Stated task → Copy out all of the records below word for word, leaving out the pictures.

☆ ☆ ☆ ☆ ☆ ☆ ☆

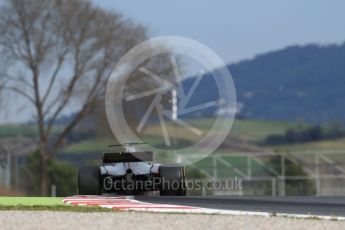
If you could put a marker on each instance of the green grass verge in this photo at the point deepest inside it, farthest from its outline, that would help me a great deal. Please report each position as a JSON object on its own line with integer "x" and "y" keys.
{"x": 44, "y": 204}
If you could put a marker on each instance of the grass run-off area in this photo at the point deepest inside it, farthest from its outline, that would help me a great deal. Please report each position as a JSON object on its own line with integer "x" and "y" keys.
{"x": 44, "y": 203}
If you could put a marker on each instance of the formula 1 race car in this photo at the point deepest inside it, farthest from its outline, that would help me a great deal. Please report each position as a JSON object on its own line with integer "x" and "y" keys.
{"x": 131, "y": 172}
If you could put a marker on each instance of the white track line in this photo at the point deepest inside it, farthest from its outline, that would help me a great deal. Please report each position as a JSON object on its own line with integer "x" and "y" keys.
{"x": 128, "y": 203}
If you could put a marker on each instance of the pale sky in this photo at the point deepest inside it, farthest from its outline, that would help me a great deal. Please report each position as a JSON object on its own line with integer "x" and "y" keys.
{"x": 235, "y": 30}
{"x": 238, "y": 30}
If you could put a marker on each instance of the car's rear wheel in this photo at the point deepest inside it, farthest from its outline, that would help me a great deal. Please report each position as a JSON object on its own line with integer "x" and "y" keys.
{"x": 89, "y": 180}
{"x": 172, "y": 180}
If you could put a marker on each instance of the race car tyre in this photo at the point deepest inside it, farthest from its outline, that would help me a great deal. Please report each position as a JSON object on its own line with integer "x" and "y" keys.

☆ ☆ ☆ ☆ ☆ ☆ ☆

Final answer →
If you could put a marker on each instance of the green grass verge in this photo at the point deepest inside it, farthest from its outline, that would help me a great deal. Please report each position as a JSON object on its own line with integer "x" and "y" keys.
{"x": 44, "y": 204}
If you could put a marker on each instance of the grass run-off area in this photo at the point deepest inside it, farthest from its outline, that would help me a great deal. Please report each position as a JSON object on its own line with integer "x" and "y" keys.
{"x": 44, "y": 203}
If you could put a marker on each instance of the formula 1 race car in this photo at the point deepest inside it, farthest from its outline, that would help me a great deal. Please report each position as a JSON object on its own line with integer "x" and "y" keys.
{"x": 131, "y": 172}
If you could put a marker on each instance of the white track line in this photo at the point deepest inside it, farthest from its outline, that would help me a great deal. Please report each position as a JSON object on its own line with integer "x" and "y" keys.
{"x": 128, "y": 203}
If you could put a marker on each instance of the pale sky in this photo at the point deepest inside it, farthest from its outline, that would help me a great deal. Please report each position as a JSON object on its own line with integer "x" and "y" keys.
{"x": 235, "y": 30}
{"x": 238, "y": 30}
If you could put a marker on each instance of the car's rear wheel in this photo at the point deepest inside it, farthest from its outline, that would help me a great deal. Please report each position as a JSON object on its own line with integer "x" and "y" keys.
{"x": 89, "y": 180}
{"x": 172, "y": 180}
If you could put a marker on each instance of the race car tyre in this photo at the point deepest inside it, farthest from its outline, that would help me a great deal. Please report each position as a JSON object on its own line with integer "x" and "y" keys.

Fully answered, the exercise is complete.